◆ Instrução 1 ◆
Diga se cada afirmação abaixo está de acordo com o texto sobre os migrantes na Líbia. Responda sim ou não e cite as palavras do texto que decidem cada caso. (a) As imagens do aparente leilão foram difundidas pela CNN em 14 de novembro. (b) Alpha Condé se declarou horrorizado. (c) Hamidou Anne é analista do think tank África de las Ideas.

◆ Trecho selecionado ◆
::::::::::

ONGs: Todos sabiam da venda e tortura de migrantes na Líbia

A Líbia, país imerso caos, se tornou um importante ponto de passagem para os migrantes que tentam chegar à Europa pelo Mediterrâneo
AFP
Publicado em 24/11/2017 às 9:37
A Líbia, país imerso caos, se tornou um importante ponto de passagem para os migrantes que tentam chegar à Europa pelo Mediterrâneo Foto: Foto: FADEL SENNA / AFP


Denunciada por dirigentes ocidentais e africanos, a situação de milhares de migrantes africanos na Líbia, estuprados, torturados e escravizados, era conhecida há tempos, afirmam organizações não governamentais e analistas que alertam sobre o caso há meses.

As imagens de um aparente leilão de jovens africanos na região de Trípoli, em que homens negros são apresentados a compradores do norte da África como possível mão de obra, foram difundidas pela CNN no dia 14 de novembro. Depois disso, se propagaram rapidamente nas redes sociais e provocaram uma onda de indignação mundial.

O secretário-geral da ONU, António Guterres, se disse horrorizado, o presidente da União Africana (UA), Alpha Condé, indignado e a União Europeia, enojada.

"Hipocrisia", denuncia o senegalês Hamidou Anne, analista do think tank África de las Ideas, já que, "com exceção do cidadão comum, todo mundo sabia, os governantes, as organizações internacionais, os líderes políticos" sobre a situação na Líbia.

::::::::::

◆ Dados apresentados ◆
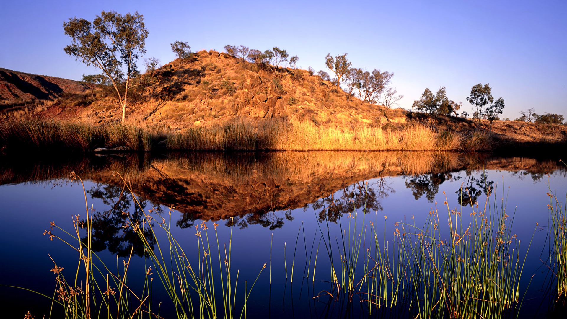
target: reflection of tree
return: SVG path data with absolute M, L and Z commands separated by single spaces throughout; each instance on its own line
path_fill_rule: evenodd
M 452 174 L 448 173 L 432 173 L 410 176 L 406 178 L 405 187 L 412 190 L 412 194 L 416 200 L 425 194 L 425 198 L 430 203 L 433 203 L 435 195 L 439 192 L 439 186 L 452 178 Z
M 463 183 L 460 188 L 455 192 L 457 194 L 457 201 L 461 206 L 472 207 L 483 192 L 489 195 L 492 191 L 494 181 L 487 180 L 486 171 L 481 173 L 478 178 L 475 177 L 474 175 L 474 170 L 467 171 L 467 175 L 468 176 L 467 183 Z
M 134 254 L 143 255 L 143 244 L 134 230 L 134 225 L 141 228 L 151 246 L 155 245 L 155 238 L 147 226 L 143 212 L 147 204 L 146 201 L 139 200 L 139 205 L 133 205 L 134 201 L 129 192 L 125 191 L 124 187 L 112 184 L 101 187 L 99 184 L 87 192 L 93 199 L 101 199 L 105 204 L 111 207 L 105 212 L 95 212 L 92 216 L 91 247 L 94 251 L 108 249 L 113 254 L 124 257 L 130 254 L 133 247 Z M 131 208 L 133 208 L 134 212 L 127 212 Z
M 225 224 L 227 226 L 238 226 L 240 229 L 246 228 L 249 225 L 260 225 L 263 227 L 268 227 L 273 230 L 281 228 L 284 226 L 284 219 L 293 220 L 291 209 L 287 210 L 283 217 L 278 216 L 276 212 L 268 212 L 263 214 L 249 213 L 236 216 L 232 220 L 229 220 Z
M 317 200 L 312 204 L 317 212 L 320 222 L 325 219 L 336 223 L 342 215 L 352 213 L 357 209 L 363 208 L 365 212 L 383 209 L 379 200 L 387 196 L 394 190 L 383 177 L 374 184 L 368 184 L 365 181 L 355 183 L 345 187 L 339 196 L 339 192 Z

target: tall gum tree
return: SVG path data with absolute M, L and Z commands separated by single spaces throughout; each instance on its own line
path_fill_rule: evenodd
M 350 65 L 352 64 L 346 60 L 346 54 L 345 53 L 342 56 L 336 56 L 334 58 L 331 56 L 330 53 L 327 54 L 327 56 L 325 57 L 325 65 L 327 65 L 327 67 L 329 70 L 337 75 L 337 93 L 338 92 L 338 88 L 341 86 L 341 78 L 349 70 L 349 68 L 350 68 Z
M 63 23 L 63 28 L 73 41 L 65 47 L 65 53 L 87 66 L 100 69 L 108 77 L 118 94 L 124 123 L 128 90 L 134 86 L 133 79 L 138 74 L 136 61 L 146 53 L 145 40 L 149 32 L 143 15 L 137 11 L 124 15 L 102 11 L 92 22 L 69 18 Z
M 478 128 L 480 124 L 480 117 L 483 116 L 483 107 L 494 100 L 492 96 L 492 89 L 488 83 L 484 86 L 480 83 L 475 85 L 471 88 L 471 95 L 467 98 L 467 100 L 476 109 L 476 127 Z

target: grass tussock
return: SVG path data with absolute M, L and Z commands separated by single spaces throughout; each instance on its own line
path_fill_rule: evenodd
M 126 146 L 148 152 L 171 134 L 163 127 L 139 127 L 112 123 L 95 126 L 80 122 L 28 119 L 0 123 L 0 149 L 6 153 L 18 152 L 87 152 L 98 147 Z
M 0 123 L 0 149 L 4 153 L 70 149 L 83 152 L 98 147 L 126 146 L 150 152 L 159 144 L 171 150 L 410 150 L 469 151 L 490 149 L 488 135 L 463 138 L 454 132 L 437 132 L 416 124 L 404 128 L 322 127 L 312 121 L 278 120 L 257 124 L 237 120 L 192 126 L 174 133 L 162 127 L 109 123 L 94 125 L 40 119 L 12 119 Z
M 126 216 L 124 232 L 139 238 L 141 247 L 133 245 L 128 261 L 125 259 L 123 265 L 117 262 L 116 270 L 105 263 L 94 248 L 96 229 L 93 225 L 106 213 L 101 215 L 92 207 L 89 209 L 83 181 L 71 173 L 71 179 L 78 179 L 83 188 L 86 218 L 81 220 L 79 215 L 75 216 L 70 232 L 52 222 L 44 233 L 51 240 L 60 240 L 70 246 L 78 253 L 79 260 L 74 273 L 73 270 L 70 273 L 52 259 L 51 271 L 56 281 L 52 310 L 62 309 L 66 318 L 162 318 L 162 302 L 156 304 L 152 297 L 155 279 L 168 297 L 163 307 L 172 307 L 177 318 L 245 318 L 247 302 L 266 264 L 260 265 L 251 284 L 245 282 L 244 289 L 238 287 L 237 291 L 240 271 L 231 267 L 232 229 L 228 245 L 221 246 L 217 232 L 218 224 L 209 224 L 214 229 L 208 230 L 208 223 L 204 221 L 196 226 L 196 251 L 193 247 L 188 249 L 171 234 L 171 211 L 167 219 L 160 209 L 146 212 L 126 181 L 117 172 L 115 174 L 123 183 L 123 190 L 130 192 L 137 207 L 135 213 L 122 213 Z M 138 251 L 136 254 L 142 252 L 146 260 L 141 270 L 145 274 L 143 284 L 141 290 L 136 291 L 128 279 L 129 274 L 140 270 L 130 266 L 134 249 Z M 50 314 L 49 317 L 56 316 Z
M 565 162 L 561 161 L 565 165 Z M 567 165 L 566 165 L 567 166 Z M 549 191 L 549 204 L 547 205 L 551 220 L 550 238 L 552 243 L 549 250 L 550 269 L 552 270 L 557 279 L 558 300 L 564 300 L 567 297 L 567 195 L 565 200 L 561 203 L 557 198 L 557 192 L 551 189 L 548 183 Z
M 321 128 L 310 122 L 264 121 L 188 129 L 168 140 L 171 150 L 455 150 L 462 138 L 421 125 L 396 130 L 367 126 Z
M 323 221 L 316 238 L 323 247 L 317 253 L 326 252 L 331 263 L 328 294 L 359 300 L 371 314 L 404 305 L 412 318 L 500 318 L 517 310 L 529 245 L 519 253 L 513 216 L 506 214 L 503 199 L 495 195 L 493 200 L 494 190 L 484 208 L 471 203 L 472 212 L 459 211 L 446 202 L 446 212 L 432 209 L 422 225 L 412 216 L 390 228 L 384 216 L 381 230 L 377 223 L 366 224 L 366 208 L 362 218 L 354 210 L 346 222 L 339 219 L 336 236 Z M 321 213 L 332 207 L 324 206 Z M 388 239 L 392 231 L 393 239 Z M 317 261 L 306 262 L 309 274 Z M 317 296 L 320 301 L 325 295 Z
M 464 138 L 462 148 L 468 152 L 479 152 L 492 149 L 492 141 L 488 133 L 473 132 Z

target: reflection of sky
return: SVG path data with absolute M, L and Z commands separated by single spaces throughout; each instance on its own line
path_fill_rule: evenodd
M 474 174 L 476 177 L 480 176 L 480 172 L 478 171 Z M 488 171 L 487 174 L 488 179 L 494 181 L 496 185 L 496 199 L 500 200 L 502 198 L 507 199 L 506 208 L 508 215 L 511 216 L 511 213 L 515 211 L 513 233 L 518 234 L 521 240 L 521 249 L 525 251 L 534 232 L 535 223 L 539 223 L 540 225 L 544 226 L 548 223 L 547 204 L 549 203 L 549 199 L 545 195 L 548 191 L 548 181 L 552 190 L 557 190 L 557 195 L 560 196 L 561 201 L 564 202 L 565 192 L 567 191 L 567 178 L 565 178 L 564 173 L 562 172 L 551 174 L 549 179 L 547 176 L 544 176 L 539 180 L 532 179 L 530 175 L 503 171 Z M 468 178 L 464 171 L 452 173 L 452 179 L 446 181 L 439 187 L 439 192 L 435 196 L 441 221 L 446 220 L 447 216 L 446 207 L 443 205 L 445 195 L 442 192 L 445 191 L 446 193 L 450 207 L 456 208 L 457 210 L 459 210 L 455 191 L 460 187 L 462 183 L 466 182 Z M 462 178 L 458 179 L 459 177 Z M 416 200 L 412 190 L 406 187 L 406 180 L 403 177 L 388 177 L 386 178 L 386 181 L 389 186 L 395 192 L 389 193 L 388 196 L 380 200 L 383 208 L 382 211 L 369 212 L 363 217 L 366 225 L 367 226 L 370 221 L 375 223 L 379 237 L 383 236 L 382 230 L 384 228 L 384 216 L 388 216 L 385 226 L 386 236 L 387 240 L 391 240 L 393 238 L 394 223 L 400 221 L 404 217 L 409 222 L 412 215 L 414 215 L 416 224 L 421 225 L 430 209 L 434 207 L 435 203 L 429 202 L 425 196 Z M 371 186 L 377 181 L 377 179 L 370 180 L 369 184 Z M 91 182 L 85 182 L 87 190 L 95 185 L 95 183 Z M 337 191 L 336 198 L 341 195 L 342 192 L 342 190 Z M 22 198 L 22 196 L 25 196 L 25 198 Z M 486 198 L 484 195 L 481 195 L 479 198 L 482 206 Z M 493 202 L 494 198 L 494 196 L 491 197 L 491 202 Z M 100 200 L 89 198 L 88 202 L 89 207 L 92 204 L 99 211 L 105 209 L 104 204 Z M 48 254 L 57 261 L 58 265 L 65 265 L 67 270 L 70 271 L 67 276 L 70 276 L 74 271 L 77 256 L 74 251 L 62 243 L 55 240 L 53 242 L 49 241 L 48 238 L 42 234 L 44 230 L 49 227 L 51 221 L 54 221 L 56 224 L 62 225 L 66 229 L 72 230 L 71 215 L 84 215 L 82 189 L 77 183 L 66 182 L 58 184 L 56 182 L 54 186 L 51 183 L 3 186 L 0 186 L 0 203 L 2 203 L 0 212 L 3 221 L 0 230 L 0 242 L 2 244 L 0 246 L 0 255 L 2 256 L 0 259 L 0 283 L 22 286 L 50 295 L 52 293 L 52 289 L 54 288 L 54 280 L 52 273 L 49 271 L 53 267 L 53 264 Z M 500 202 L 496 204 L 500 208 Z M 468 215 L 471 208 L 467 207 L 462 209 L 464 223 L 468 224 L 467 221 L 469 220 Z M 165 211 L 167 213 L 167 209 Z M 278 217 L 284 217 L 284 213 L 285 212 L 277 212 L 275 214 Z M 175 224 L 181 217 L 181 215 L 177 212 L 172 214 L 172 224 Z M 242 281 L 239 282 L 239 284 L 243 284 L 244 279 L 248 280 L 247 284 L 251 284 L 262 265 L 264 263 L 268 263 L 268 267 L 263 271 L 260 279 L 255 287 L 251 297 L 251 300 L 254 303 L 252 304 L 256 305 L 255 305 L 255 310 L 250 311 L 256 311 L 259 315 L 260 313 L 265 314 L 268 311 L 266 309 L 270 306 L 265 297 L 270 293 L 268 283 L 270 238 L 272 234 L 272 276 L 274 283 L 272 285 L 271 291 L 272 304 L 270 311 L 272 316 L 281 316 L 279 314 L 282 313 L 281 307 L 285 292 L 288 295 L 285 297 L 286 301 L 284 301 L 284 304 L 291 302 L 292 297 L 289 295 L 290 291 L 284 291 L 282 287 L 285 282 L 284 258 L 285 256 L 287 274 L 290 276 L 296 239 L 302 223 L 305 226 L 304 233 L 303 229 L 299 232 L 298 248 L 295 251 L 296 255 L 294 265 L 294 285 L 296 288 L 301 288 L 306 265 L 306 254 L 312 254 L 314 260 L 315 258 L 320 235 L 318 234 L 319 230 L 317 217 L 312 207 L 310 205 L 305 209 L 294 209 L 291 215 L 294 217 L 293 221 L 285 220 L 284 226 L 274 230 L 270 230 L 257 225 L 250 225 L 244 229 L 234 228 L 232 230 L 232 267 L 233 269 L 240 270 L 239 278 Z M 167 213 L 164 217 L 167 217 Z M 362 221 L 362 214 L 358 215 L 359 221 Z M 343 229 L 347 228 L 349 220 L 346 216 L 342 218 Z M 199 221 L 196 221 L 196 224 L 198 224 Z M 224 245 L 223 243 L 227 243 L 226 247 L 228 250 L 230 229 L 225 226 L 223 221 L 219 221 L 219 241 L 221 243 L 221 246 Z M 332 234 L 338 233 L 338 225 L 332 223 L 329 223 L 329 225 Z M 212 224 L 209 222 L 208 225 L 210 236 L 209 239 L 211 245 L 214 246 L 215 244 L 213 242 L 215 242 L 215 240 L 213 237 L 214 230 Z M 323 231 L 325 232 L 326 224 L 323 223 L 320 226 Z M 196 237 L 194 227 L 184 229 L 175 228 L 172 232 L 179 242 L 186 247 L 188 254 L 190 255 L 192 251 L 196 250 Z M 535 234 L 524 271 L 523 282 L 525 284 L 521 289 L 524 289 L 527 287 L 527 282 L 532 274 L 541 275 L 541 271 L 538 271 L 538 269 L 542 265 L 539 258 L 545 236 L 544 231 L 538 232 Z M 333 241 L 335 240 L 334 237 L 332 238 Z M 315 247 L 311 253 L 314 238 L 315 238 Z M 161 239 L 163 240 L 164 238 Z M 340 242 L 340 237 L 338 240 Z M 333 245 L 336 249 L 336 242 Z M 214 250 L 213 253 L 214 252 Z M 327 265 L 328 261 L 328 259 L 327 261 L 325 259 L 327 258 L 324 246 L 321 242 L 319 248 L 316 272 L 316 278 L 318 279 L 328 279 L 328 266 Z M 100 255 L 111 265 L 116 262 L 115 258 L 107 253 L 101 253 Z M 134 261 L 133 265 L 141 267 L 141 258 L 134 258 Z M 311 268 L 311 271 L 312 272 L 312 265 Z M 532 290 L 530 291 L 528 296 L 538 296 L 539 293 L 536 289 L 541 288 L 540 279 L 540 278 L 537 276 L 535 278 L 531 286 Z M 158 287 L 155 288 L 155 291 L 159 292 L 159 283 L 156 282 L 155 283 L 158 284 L 154 286 Z M 320 283 L 317 284 L 320 284 Z M 248 288 L 249 288 L 249 286 Z M 289 289 L 289 287 L 287 289 Z M 314 290 L 316 289 L 311 289 L 309 293 L 313 293 Z M 314 291 L 315 293 L 318 292 L 318 291 Z M 293 296 L 295 310 L 306 310 L 305 307 L 307 306 L 299 302 L 299 291 L 294 291 L 294 293 L 295 294 Z M 301 297 L 301 300 L 310 299 L 306 297 L 308 295 L 307 292 L 303 291 L 303 293 L 304 295 Z M 14 292 L 11 289 L 0 287 L 0 303 L 3 304 L 11 304 L 12 303 L 15 303 L 15 304 L 17 304 L 16 300 L 24 300 L 24 304 L 29 305 L 29 300 L 32 297 L 20 291 Z M 530 309 L 532 310 L 537 309 L 538 302 L 537 299 L 530 300 L 526 301 L 526 304 L 530 305 Z M 16 307 L 13 308 L 14 311 L 17 311 Z M 23 308 L 26 309 L 26 311 L 28 309 L 28 308 Z M 280 312 L 274 313 L 275 309 L 277 309 Z M 19 316 L 20 313 L 16 312 L 14 314 Z M 289 314 L 289 313 L 284 312 L 283 316 Z

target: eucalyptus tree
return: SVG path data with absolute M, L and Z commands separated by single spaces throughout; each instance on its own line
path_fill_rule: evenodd
M 92 22 L 69 18 L 63 23 L 63 28 L 72 41 L 65 47 L 65 53 L 101 70 L 116 90 L 124 123 L 128 90 L 134 86 L 133 79 L 138 74 L 136 61 L 146 53 L 149 32 L 143 16 L 137 11 L 124 15 L 102 11 Z
M 145 58 L 143 59 L 143 65 L 146 67 L 146 73 L 150 73 L 150 76 L 153 77 L 155 69 L 159 67 L 159 60 L 154 57 Z
M 492 89 L 488 83 L 483 86 L 481 83 L 473 85 L 471 89 L 471 95 L 467 98 L 467 100 L 474 107 L 475 117 L 477 119 L 477 126 L 480 123 L 480 117 L 483 116 L 483 107 L 489 103 L 492 103 L 494 98 L 492 97 Z
M 346 100 L 350 100 L 354 90 L 360 89 L 362 86 L 362 74 L 364 71 L 358 68 L 349 68 L 345 74 L 345 83 L 346 85 Z
M 445 116 L 450 115 L 451 113 L 456 114 L 456 110 L 460 108 L 460 105 L 450 101 L 447 98 L 445 86 L 440 87 L 435 94 L 429 88 L 426 88 L 421 98 L 413 101 L 412 105 L 412 109 L 416 108 L 420 112 Z
M 538 115 L 535 112 L 535 109 L 533 107 L 531 107 L 526 111 L 521 111 L 520 114 L 522 114 L 522 116 L 520 119 L 525 119 L 526 121 L 528 122 L 531 122 L 532 121 L 535 121 L 539 115 Z
M 393 73 L 384 72 L 380 70 L 374 70 L 371 73 L 364 72 L 362 74 L 361 86 L 361 91 L 364 94 L 362 103 L 371 103 L 375 102 L 386 88 L 393 76 Z
M 289 66 L 291 67 L 294 70 L 295 69 L 295 65 L 297 64 L 297 61 L 299 60 L 299 58 L 297 56 L 293 56 L 293 57 L 289 58 Z
M 397 94 L 397 90 L 395 87 L 389 87 L 385 90 L 382 91 L 382 98 L 380 102 L 386 110 L 390 110 L 392 106 L 397 104 L 397 102 L 404 98 L 403 94 Z
M 173 43 L 170 43 L 170 45 L 171 47 L 171 51 L 182 60 L 191 58 L 193 54 L 191 53 L 191 47 L 187 42 L 176 41 Z
M 485 114 L 488 120 L 490 121 L 490 128 L 492 128 L 492 121 L 498 119 L 498 116 L 504 112 L 504 99 L 498 98 L 494 103 L 486 108 Z
M 91 97 L 95 98 L 94 90 L 97 85 L 104 84 L 106 82 L 106 77 L 104 74 L 83 74 L 82 83 L 91 89 Z
M 346 60 L 346 53 L 333 58 L 331 54 L 325 57 L 325 65 L 337 75 L 337 92 L 341 85 L 341 78 L 346 73 L 352 64 Z
M 287 61 L 289 54 L 286 50 L 280 49 L 277 47 L 274 47 L 272 50 L 266 50 L 264 51 L 264 55 L 268 62 L 268 68 L 272 71 L 272 73 L 273 74 L 274 78 L 275 79 L 280 65 Z

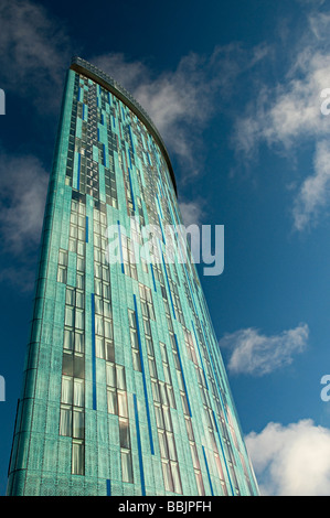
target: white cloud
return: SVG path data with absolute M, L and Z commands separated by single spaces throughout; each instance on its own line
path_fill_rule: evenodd
M 199 173 L 195 154 L 200 136 L 215 114 L 225 110 L 226 99 L 236 93 L 235 80 L 263 60 L 268 50 L 251 52 L 238 44 L 215 47 L 212 54 L 183 56 L 174 71 L 157 74 L 150 65 L 128 61 L 124 54 L 91 57 L 91 62 L 121 83 L 149 114 L 166 145 Z
M 321 91 L 330 87 L 329 29 L 329 13 L 308 17 L 304 35 L 292 43 L 296 53 L 281 83 L 259 86 L 255 101 L 237 118 L 234 131 L 238 155 L 249 159 L 255 158 L 260 144 L 290 158 L 297 158 L 302 143 L 315 144 L 315 170 L 300 180 L 292 198 L 294 228 L 300 231 L 318 222 L 329 201 L 326 139 L 330 117 L 321 112 Z
M 35 157 L 1 155 L 0 234 L 7 251 L 24 258 L 39 245 L 47 182 Z
M 294 224 L 304 230 L 318 222 L 318 216 L 330 201 L 330 145 L 328 141 L 317 144 L 315 172 L 301 184 L 295 199 Z
M 290 149 L 298 139 L 327 134 L 330 119 L 320 111 L 320 93 L 329 86 L 329 76 L 330 54 L 301 52 L 287 83 L 273 89 L 264 86 L 256 104 L 237 119 L 236 149 L 252 154 L 262 142 Z
M 330 496 L 330 430 L 306 419 L 270 422 L 246 446 L 262 495 Z
M 202 225 L 204 218 L 204 204 L 201 201 L 180 202 L 179 207 L 183 220 L 183 225 Z
M 295 354 L 302 353 L 308 335 L 307 324 L 272 336 L 249 327 L 224 335 L 219 345 L 231 350 L 227 365 L 231 373 L 264 376 L 289 365 Z
M 1 0 L 0 23 L 1 87 L 34 95 L 40 110 L 57 107 L 70 64 L 63 22 L 39 3 Z

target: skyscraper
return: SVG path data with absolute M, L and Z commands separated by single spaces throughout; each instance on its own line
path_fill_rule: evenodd
M 195 266 L 167 246 L 175 191 L 145 110 L 74 58 L 9 495 L 258 494 Z

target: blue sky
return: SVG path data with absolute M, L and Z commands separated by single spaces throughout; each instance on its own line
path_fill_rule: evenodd
M 329 495 L 330 2 L 1 0 L 0 23 L 0 494 L 64 75 L 81 55 L 151 116 L 185 222 L 224 225 L 224 272 L 201 281 L 262 493 Z

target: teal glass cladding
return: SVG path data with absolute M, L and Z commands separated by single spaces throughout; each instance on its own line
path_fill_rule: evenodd
M 160 261 L 135 261 L 160 225 Z M 163 142 L 81 58 L 68 71 L 50 179 L 8 495 L 257 495 L 191 261 Z M 117 228 L 123 261 L 108 260 Z M 127 233 L 123 233 L 123 228 Z M 138 233 L 139 234 L 139 233 Z

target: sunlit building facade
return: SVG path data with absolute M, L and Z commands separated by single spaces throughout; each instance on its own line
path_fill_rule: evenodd
M 148 225 L 158 249 L 135 260 Z M 9 495 L 258 494 L 195 266 L 168 260 L 167 225 L 181 216 L 161 137 L 128 91 L 74 58 Z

::::::::::

◆ Instrução 2 ◆
Reproduza o trecho dos registros que começa na linha com "target: teal glass cladding" e termina no fim dos registros, trocando "building facade" por "tower facade" e sem alterar mais nada.

◆ Resposta completa 1 ◆
(a) Sim: "foram difundidas pela CNN no dia 14 de novembro"
(b) Não: "António Guterres, se disse horrorizado, o presidente da União Africana (UA), Alpha Condé, indignado"
(c) Sim: "o senegalês Hamidou Anne, analista do think tank África de las Ideas"

◆ Resposta completa 2 ◆
target: teal glass cladding
return: SVG path data with absolute M, L and Z commands separated by single spaces throughout; each instance on its own line
path_fill_rule: evenodd
M 160 261 L 135 261 L 160 225 Z M 163 142 L 81 58 L 68 71 L 50 179 L 8 495 L 257 495 L 191 261 Z M 117 228 L 123 261 L 108 260 Z M 127 233 L 123 233 L 123 228 Z M 138 233 L 139 234 L 139 233 Z

target: sunlit tower facade
return: SVG path data with absolute M, L and Z commands separated by single spaces throughout; each instance on its own line
path_fill_rule: evenodd
M 148 225 L 158 249 L 135 260 Z M 9 495 L 258 494 L 195 266 L 168 260 L 167 225 L 181 216 L 161 137 L 128 91 L 74 58 Z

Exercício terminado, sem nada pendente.